Text =
****************

Not long afterwards, my sister-in-law sent me this review on the relationship between celiac incidence and glyphosate-based herbicide use over the last 20 years. You can’t overlook this pretty striking association, as shown on page 2. Ok, that’s correlation. Interesting but not enough to catch glyphosates red-handed. Gotta pathway, tough guy? You betcha.

None of you will be surprised to note that this has something to do with gut bacteria. While we destroy diversity planet-wide, we are also doing it inside ourselves. Wouldn’t it be logical that an herbicide created to destroy diversity on a crop field (also known as “killing weeds”) would do the same thing in your colon? It’s killing off beneficial bacteria and leaving you with mostly baddies. (Yes, I realize those are chickens in the study, but those are all bacteria housed in the human intestine too.)

****************

Dataset records =
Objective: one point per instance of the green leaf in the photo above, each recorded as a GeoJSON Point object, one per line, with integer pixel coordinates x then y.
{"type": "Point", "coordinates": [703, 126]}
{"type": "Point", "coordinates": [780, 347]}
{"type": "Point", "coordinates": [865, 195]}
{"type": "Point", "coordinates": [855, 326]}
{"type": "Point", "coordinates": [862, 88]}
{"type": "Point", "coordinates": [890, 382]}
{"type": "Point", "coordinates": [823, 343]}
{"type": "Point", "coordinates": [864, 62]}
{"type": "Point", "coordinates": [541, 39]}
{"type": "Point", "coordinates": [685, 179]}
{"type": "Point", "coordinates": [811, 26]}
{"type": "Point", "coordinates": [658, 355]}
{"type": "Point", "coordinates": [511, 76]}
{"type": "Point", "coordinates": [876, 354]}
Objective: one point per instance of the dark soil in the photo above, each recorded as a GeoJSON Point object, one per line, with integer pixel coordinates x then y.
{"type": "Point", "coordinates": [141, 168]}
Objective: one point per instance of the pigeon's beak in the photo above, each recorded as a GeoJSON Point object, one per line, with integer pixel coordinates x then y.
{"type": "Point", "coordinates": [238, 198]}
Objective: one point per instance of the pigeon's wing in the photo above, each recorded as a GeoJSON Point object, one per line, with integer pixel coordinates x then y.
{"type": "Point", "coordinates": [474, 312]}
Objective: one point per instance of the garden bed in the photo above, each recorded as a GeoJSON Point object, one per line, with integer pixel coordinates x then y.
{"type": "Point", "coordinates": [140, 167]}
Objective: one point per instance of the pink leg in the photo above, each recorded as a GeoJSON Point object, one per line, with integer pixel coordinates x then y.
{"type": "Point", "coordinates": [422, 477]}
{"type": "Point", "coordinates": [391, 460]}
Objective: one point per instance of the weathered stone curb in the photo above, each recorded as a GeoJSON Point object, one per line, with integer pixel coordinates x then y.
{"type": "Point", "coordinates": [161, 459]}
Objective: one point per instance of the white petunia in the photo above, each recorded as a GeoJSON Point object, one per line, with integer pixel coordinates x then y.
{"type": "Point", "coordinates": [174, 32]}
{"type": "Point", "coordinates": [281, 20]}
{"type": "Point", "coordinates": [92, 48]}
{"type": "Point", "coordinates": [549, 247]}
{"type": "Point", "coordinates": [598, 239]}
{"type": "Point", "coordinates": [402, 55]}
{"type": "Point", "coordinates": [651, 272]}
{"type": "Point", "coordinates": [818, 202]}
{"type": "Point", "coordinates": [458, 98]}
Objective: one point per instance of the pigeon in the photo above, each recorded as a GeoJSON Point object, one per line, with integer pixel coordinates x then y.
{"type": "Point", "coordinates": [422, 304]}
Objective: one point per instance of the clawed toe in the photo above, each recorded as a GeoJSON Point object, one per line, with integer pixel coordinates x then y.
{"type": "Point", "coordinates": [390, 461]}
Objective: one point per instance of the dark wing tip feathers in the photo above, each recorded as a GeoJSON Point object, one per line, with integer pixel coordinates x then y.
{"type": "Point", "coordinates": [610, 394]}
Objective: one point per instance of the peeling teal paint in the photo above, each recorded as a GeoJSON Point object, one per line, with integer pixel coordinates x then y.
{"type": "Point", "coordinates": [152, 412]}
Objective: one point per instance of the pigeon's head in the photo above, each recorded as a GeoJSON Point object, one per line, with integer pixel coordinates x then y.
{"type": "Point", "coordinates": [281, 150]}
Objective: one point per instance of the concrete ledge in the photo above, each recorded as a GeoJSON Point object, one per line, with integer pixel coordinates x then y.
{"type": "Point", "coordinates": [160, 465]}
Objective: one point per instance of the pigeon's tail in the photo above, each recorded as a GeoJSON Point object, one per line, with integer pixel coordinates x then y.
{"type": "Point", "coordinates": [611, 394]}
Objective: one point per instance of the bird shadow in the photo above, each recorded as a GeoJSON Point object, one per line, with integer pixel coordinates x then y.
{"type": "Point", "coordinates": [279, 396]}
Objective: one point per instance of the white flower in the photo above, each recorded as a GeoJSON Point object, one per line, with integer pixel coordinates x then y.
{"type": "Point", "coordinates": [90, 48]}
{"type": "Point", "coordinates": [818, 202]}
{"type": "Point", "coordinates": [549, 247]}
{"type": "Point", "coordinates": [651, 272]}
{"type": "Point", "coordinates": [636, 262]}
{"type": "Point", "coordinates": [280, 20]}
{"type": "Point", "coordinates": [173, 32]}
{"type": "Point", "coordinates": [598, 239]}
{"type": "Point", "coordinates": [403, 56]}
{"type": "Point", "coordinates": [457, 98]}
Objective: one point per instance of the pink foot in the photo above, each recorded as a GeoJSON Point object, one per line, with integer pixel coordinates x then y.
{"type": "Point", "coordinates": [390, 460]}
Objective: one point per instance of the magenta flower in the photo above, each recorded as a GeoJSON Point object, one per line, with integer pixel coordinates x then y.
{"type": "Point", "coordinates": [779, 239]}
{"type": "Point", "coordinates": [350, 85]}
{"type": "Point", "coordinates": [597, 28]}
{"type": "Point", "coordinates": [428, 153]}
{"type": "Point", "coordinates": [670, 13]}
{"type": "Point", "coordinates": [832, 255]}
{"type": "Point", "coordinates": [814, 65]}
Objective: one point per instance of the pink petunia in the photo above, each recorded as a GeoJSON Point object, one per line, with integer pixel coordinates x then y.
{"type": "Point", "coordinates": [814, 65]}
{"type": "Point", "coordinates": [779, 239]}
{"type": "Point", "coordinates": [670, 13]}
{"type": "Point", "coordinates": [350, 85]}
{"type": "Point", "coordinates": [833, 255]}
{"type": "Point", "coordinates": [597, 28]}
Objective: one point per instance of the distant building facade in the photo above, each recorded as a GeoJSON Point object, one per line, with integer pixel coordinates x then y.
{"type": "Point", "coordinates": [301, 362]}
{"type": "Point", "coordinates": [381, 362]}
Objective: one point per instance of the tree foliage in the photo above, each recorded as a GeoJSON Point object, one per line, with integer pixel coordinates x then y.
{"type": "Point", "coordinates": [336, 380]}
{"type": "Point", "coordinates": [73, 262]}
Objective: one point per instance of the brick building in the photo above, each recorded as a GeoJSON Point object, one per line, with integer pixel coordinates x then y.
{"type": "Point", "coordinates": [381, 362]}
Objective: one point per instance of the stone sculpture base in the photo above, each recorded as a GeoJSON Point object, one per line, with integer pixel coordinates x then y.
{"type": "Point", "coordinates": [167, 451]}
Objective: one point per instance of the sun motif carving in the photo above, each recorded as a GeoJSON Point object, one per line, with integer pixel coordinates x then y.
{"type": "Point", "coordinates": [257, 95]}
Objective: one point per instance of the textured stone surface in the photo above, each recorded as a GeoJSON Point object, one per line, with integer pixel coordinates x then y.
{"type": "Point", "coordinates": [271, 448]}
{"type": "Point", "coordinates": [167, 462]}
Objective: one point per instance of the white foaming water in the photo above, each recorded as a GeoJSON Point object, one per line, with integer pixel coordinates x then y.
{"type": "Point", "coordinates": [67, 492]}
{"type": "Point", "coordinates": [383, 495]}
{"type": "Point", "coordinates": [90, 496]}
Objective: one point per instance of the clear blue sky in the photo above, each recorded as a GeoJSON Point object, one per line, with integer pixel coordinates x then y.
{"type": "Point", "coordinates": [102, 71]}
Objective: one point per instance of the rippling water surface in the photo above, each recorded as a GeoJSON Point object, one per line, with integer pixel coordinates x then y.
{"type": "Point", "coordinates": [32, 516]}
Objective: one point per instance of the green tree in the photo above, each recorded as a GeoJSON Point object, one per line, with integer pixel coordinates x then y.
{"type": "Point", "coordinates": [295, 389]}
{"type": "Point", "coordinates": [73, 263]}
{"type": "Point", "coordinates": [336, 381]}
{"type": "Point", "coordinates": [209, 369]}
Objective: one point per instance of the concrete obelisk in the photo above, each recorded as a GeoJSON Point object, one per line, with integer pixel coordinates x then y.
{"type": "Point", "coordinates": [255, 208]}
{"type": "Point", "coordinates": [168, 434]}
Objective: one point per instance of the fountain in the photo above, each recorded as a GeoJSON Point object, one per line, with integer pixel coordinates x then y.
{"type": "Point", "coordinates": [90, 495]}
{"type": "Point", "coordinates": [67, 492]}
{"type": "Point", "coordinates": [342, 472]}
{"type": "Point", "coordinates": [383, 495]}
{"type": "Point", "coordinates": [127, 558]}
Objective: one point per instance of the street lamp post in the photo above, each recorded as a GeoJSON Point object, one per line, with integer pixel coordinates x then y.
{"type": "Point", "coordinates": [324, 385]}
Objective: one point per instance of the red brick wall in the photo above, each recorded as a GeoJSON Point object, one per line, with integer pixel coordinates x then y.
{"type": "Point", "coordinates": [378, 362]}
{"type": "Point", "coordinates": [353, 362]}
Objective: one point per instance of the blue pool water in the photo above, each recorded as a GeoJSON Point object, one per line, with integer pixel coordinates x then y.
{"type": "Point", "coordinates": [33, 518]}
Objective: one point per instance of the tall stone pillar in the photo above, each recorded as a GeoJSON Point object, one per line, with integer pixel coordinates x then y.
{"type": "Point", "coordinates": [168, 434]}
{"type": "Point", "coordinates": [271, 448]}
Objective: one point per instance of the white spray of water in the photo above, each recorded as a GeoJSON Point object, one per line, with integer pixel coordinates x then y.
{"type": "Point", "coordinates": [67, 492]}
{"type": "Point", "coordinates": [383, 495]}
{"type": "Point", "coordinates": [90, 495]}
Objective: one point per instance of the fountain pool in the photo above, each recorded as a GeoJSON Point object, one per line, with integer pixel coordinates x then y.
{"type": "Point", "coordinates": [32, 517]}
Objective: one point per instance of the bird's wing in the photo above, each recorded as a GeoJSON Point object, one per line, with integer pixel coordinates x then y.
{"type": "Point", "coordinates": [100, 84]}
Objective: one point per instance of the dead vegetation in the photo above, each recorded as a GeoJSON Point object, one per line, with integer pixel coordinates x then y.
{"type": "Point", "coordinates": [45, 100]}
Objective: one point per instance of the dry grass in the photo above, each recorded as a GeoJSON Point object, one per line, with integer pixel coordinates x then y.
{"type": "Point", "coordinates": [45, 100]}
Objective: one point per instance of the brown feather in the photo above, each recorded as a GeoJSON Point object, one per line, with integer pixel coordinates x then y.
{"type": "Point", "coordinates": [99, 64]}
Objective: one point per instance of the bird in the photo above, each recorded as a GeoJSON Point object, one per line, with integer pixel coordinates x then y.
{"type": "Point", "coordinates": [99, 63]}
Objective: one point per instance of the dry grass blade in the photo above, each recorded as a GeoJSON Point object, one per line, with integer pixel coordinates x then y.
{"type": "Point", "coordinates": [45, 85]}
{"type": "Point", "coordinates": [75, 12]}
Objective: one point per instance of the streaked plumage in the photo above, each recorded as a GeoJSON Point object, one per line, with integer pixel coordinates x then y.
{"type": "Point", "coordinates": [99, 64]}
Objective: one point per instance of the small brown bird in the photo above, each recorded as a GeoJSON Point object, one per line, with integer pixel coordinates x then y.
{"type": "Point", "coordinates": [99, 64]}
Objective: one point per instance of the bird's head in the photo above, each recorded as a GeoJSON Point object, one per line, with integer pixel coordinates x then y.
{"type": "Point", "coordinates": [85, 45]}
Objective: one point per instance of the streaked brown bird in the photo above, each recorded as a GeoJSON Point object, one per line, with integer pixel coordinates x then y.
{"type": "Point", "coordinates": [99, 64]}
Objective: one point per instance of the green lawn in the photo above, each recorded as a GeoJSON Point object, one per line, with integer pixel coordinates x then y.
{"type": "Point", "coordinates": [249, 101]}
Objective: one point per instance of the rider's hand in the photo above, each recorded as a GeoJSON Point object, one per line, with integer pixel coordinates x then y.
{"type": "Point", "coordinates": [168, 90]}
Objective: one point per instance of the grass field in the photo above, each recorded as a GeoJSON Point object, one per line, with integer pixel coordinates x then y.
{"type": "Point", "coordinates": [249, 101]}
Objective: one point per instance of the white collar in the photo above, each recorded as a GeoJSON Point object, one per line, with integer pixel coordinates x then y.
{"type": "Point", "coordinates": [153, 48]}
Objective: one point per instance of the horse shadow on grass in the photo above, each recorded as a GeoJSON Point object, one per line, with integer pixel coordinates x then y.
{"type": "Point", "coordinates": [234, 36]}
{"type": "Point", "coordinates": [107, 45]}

****************

Instructions for the task = Continue the text on glyphosate and celiac disease from where it stops.

Reply to the exercise =
So once you’ve got serious dysbiosis down under, you’ve got problems. First off, none of the hormone signalling usually taken care of by your resident healthy gut bacteria is taking place. Secondly, you’re developing holes in your gut wall, since the protective bacteria aren’t there, or aren’t there in big enough numbers. You’re opening yourself up to tons of other diseases since your shizz is now getting through to the Other Side. Wanna keep your immune system wired all day, overzealous, trigger-happy, overworked, and generally unprepared to meet the demands of protecting your body? Get some bodywide toxemia from bacteria entering your bloodstream through your gut endothelium. We’re not talking simple IBD or colitis anymore. The downstream effects will be felt everywhere.

So, commence extrapolation to all autoimmune disease. Damn, I’m late to the party, as the science journal Nature already did that. So did the Centre for Research on Globalisation, who went as far as to name glyphosates as a causative factor in all modern disease, period.

I’ll leave you with this interview by Jeffrey Smith, who you may know from his book, Genetic Roulette. If you have an hour to spare, it’s well worth it. Here he lets researcher Dr. Stephanie Seneff tell you first hand all about what she learned regarding glyphosates and what they do to us, our resident bacteria, and our health.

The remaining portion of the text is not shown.